Coordinate annotation entries
○ ○ ○ ○

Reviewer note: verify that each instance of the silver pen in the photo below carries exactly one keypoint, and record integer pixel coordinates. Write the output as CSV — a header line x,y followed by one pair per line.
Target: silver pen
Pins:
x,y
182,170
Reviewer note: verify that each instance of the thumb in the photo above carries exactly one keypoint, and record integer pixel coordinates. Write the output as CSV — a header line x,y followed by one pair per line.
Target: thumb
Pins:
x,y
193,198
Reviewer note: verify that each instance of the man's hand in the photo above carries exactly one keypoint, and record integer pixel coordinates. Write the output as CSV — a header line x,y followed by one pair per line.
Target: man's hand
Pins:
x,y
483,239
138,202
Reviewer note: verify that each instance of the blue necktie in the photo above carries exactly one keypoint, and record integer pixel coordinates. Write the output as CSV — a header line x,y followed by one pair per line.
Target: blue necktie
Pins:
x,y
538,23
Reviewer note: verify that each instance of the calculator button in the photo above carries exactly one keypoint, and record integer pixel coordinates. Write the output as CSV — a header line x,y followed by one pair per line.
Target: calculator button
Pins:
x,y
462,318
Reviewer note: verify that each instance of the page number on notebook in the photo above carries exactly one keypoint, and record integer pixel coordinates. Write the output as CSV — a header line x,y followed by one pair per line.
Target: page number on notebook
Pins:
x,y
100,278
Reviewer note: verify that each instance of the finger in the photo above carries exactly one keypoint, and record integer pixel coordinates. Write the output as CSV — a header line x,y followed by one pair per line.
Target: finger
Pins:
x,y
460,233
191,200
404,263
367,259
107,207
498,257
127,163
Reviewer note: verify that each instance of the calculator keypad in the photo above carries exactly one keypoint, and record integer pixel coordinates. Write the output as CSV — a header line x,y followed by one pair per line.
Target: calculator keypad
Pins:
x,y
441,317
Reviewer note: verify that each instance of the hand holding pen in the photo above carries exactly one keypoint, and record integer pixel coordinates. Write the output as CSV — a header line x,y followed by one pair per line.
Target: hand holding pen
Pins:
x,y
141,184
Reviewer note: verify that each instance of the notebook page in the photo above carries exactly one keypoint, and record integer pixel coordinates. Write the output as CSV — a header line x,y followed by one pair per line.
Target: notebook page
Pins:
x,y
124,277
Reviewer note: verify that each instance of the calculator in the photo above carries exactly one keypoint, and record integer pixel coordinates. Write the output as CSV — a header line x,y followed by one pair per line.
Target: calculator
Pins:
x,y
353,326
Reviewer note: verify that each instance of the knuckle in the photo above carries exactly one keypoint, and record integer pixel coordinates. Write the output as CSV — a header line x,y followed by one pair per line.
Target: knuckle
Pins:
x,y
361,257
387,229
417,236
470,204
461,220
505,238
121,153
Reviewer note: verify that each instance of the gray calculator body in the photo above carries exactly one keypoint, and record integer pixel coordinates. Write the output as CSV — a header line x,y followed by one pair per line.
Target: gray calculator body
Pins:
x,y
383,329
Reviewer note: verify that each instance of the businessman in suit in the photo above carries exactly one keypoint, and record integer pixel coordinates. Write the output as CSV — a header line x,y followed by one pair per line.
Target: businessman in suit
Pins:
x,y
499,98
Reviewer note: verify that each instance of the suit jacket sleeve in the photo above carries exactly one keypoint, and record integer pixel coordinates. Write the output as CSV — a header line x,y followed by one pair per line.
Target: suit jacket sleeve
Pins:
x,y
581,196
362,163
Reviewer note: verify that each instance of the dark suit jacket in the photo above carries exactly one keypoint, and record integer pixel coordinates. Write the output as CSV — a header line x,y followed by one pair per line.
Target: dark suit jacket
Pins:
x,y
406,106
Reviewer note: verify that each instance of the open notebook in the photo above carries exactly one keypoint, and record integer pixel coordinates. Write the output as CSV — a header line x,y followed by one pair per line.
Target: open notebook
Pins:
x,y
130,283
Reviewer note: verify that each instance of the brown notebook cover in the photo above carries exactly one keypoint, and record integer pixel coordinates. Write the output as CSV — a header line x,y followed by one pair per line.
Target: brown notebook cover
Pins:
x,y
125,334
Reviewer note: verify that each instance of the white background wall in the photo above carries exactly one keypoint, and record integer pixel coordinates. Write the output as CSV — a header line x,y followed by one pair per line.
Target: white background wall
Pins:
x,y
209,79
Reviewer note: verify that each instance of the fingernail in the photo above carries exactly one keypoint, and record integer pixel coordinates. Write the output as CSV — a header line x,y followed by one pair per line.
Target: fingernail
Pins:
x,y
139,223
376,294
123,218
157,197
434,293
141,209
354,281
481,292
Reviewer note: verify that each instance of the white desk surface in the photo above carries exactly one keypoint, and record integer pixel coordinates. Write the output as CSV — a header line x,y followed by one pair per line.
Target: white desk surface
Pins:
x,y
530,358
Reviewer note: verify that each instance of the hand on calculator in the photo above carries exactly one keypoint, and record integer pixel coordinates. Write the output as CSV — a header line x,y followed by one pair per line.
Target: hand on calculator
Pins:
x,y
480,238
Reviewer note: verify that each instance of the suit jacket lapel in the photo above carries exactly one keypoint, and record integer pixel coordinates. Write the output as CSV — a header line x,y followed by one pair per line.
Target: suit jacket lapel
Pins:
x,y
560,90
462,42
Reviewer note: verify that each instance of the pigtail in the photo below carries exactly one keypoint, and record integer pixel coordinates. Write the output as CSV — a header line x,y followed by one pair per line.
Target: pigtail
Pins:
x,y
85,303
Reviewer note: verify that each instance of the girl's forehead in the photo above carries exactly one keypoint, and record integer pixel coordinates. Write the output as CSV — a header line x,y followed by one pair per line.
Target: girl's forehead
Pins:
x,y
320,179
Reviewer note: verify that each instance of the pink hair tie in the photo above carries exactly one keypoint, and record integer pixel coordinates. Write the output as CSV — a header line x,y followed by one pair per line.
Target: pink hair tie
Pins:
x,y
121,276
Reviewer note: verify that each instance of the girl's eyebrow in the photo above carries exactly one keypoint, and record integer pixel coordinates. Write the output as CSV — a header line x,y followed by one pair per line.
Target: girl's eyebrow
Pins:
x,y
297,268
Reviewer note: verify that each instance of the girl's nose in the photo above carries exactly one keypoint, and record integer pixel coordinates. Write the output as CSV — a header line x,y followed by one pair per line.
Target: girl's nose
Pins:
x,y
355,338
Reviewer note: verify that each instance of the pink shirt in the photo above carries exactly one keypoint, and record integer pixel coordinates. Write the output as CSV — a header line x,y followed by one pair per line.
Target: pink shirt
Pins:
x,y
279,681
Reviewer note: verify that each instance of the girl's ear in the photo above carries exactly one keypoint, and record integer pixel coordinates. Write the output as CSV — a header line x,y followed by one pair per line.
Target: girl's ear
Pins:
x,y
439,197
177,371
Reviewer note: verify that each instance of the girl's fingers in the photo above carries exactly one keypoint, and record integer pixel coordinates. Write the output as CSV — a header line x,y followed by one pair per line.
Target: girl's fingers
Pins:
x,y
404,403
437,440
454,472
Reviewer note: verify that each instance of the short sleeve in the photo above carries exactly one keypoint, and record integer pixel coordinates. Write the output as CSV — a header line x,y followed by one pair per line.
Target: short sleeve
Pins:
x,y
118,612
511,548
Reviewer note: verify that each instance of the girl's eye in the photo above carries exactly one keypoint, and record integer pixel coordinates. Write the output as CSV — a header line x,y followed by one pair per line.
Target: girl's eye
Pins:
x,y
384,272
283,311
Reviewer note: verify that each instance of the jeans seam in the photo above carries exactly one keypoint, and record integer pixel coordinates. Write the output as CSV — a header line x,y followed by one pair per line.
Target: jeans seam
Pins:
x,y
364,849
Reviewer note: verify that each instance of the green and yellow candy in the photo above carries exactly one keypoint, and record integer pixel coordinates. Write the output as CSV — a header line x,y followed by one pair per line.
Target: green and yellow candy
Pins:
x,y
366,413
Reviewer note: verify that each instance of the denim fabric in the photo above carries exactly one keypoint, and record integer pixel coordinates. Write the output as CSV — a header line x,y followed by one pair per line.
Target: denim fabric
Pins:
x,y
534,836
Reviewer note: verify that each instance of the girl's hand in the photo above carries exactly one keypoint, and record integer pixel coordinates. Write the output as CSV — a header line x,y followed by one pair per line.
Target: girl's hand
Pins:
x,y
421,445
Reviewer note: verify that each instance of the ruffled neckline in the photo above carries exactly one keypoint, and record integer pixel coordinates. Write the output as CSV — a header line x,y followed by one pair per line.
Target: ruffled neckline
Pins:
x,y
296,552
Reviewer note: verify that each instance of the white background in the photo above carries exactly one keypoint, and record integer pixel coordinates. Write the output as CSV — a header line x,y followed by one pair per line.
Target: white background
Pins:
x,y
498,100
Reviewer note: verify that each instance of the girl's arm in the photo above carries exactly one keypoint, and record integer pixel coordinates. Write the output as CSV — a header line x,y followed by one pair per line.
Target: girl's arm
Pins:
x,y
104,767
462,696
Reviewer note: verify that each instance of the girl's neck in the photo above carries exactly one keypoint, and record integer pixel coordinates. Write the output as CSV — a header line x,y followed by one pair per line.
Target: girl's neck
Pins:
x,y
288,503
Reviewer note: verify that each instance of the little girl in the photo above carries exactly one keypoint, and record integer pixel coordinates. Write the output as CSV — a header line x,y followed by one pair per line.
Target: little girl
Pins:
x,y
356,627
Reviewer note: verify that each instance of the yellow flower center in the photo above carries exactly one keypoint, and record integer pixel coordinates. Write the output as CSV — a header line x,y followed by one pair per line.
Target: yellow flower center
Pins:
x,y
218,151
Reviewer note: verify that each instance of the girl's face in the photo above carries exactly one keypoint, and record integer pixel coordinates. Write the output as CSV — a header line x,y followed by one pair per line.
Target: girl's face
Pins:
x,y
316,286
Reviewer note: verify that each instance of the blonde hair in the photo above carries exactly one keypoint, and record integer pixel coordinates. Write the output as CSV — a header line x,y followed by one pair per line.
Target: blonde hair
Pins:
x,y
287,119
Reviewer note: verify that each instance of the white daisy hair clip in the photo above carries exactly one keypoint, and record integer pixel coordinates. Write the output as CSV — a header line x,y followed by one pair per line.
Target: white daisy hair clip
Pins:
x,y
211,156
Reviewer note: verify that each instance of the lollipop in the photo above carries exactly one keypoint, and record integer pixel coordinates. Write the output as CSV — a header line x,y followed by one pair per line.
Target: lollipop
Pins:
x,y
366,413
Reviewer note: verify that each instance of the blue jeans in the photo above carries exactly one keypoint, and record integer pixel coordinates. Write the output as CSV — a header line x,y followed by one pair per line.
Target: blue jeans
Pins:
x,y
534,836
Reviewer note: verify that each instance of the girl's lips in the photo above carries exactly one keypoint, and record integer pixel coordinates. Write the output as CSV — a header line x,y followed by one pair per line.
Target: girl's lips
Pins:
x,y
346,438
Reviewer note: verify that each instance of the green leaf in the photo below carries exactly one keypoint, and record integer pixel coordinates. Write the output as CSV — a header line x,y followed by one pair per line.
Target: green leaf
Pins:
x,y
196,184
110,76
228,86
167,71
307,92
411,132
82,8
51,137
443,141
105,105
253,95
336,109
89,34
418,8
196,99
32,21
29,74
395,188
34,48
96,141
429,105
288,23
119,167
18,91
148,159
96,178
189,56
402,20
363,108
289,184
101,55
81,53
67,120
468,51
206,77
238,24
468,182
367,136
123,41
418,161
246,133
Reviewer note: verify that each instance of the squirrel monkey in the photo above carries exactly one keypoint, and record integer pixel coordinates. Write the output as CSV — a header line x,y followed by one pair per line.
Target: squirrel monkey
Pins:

○ ○ ○ ○

EXERCISE GOAL
Starting from the line with "Reviewer note: verify that each instance of the white daisy" and ending with the final line of the data, quote every line exactly, both ends included.

SOLUTION TO THE PROBLEM
Reviewer note: verify that each instance of the white daisy hair clip in the photo above carries exactly one keypoint, and record integer pixel coordinates. Write the output as CSV — a header line x,y followed by one pair per line.
Target: white daisy hair clip
Pins:
x,y
211,156
Reviewer note: verify that each instance of the lollipop in the photo above carries exactly one keypoint, and record integer pixel coordinates. Write the output as CSV — a header line x,y followed by one pair per line.
Target: lollipop
Pins:
x,y
366,413
Reviewer note: verify that each instance of the blue jeans in the photo above carries exactly one keypoint, and record integer pixel coordinates. Write the output as CSV — a header line x,y followed by one pair per line.
Target: blue jeans
Pins:
x,y
534,836
Reviewer note: verify that each instance of the girl's lips in the photo above carries exactly one keypoint, and record integer pixel coordinates. Write the output as CSV — a header line x,y followed by one pair per line.
Target: girl's lips
Pins:
x,y
346,438
Reviewer note: verify that each instance of the green leaf in the photo below carries exactly one keypoint, and record integer pixel coordinates. Write the output as CSV — a header line x,y followed by one pair per line.
Target: green leaf
Pins:
x,y
196,184
110,76
228,86
167,71
307,92
411,132
82,8
51,137
443,141
105,105
253,95
336,109
89,34
418,8
196,99
32,21
29,74
395,188
34,48
96,141
429,105
288,23
119,167
18,91
148,159
96,178
189,56
402,20
363,108
289,184
101,55
81,53
67,120
468,51
206,77
238,24
468,182
367,136
123,41
418,161
246,133
Reviewer note: verify that each instance of the squirrel monkey in the photo above carries exactly one keypoint, and record integer pixel coordinates. Write the output as CSV — a header line x,y followed by one pair per line.
Target: squirrel monkey
Pins:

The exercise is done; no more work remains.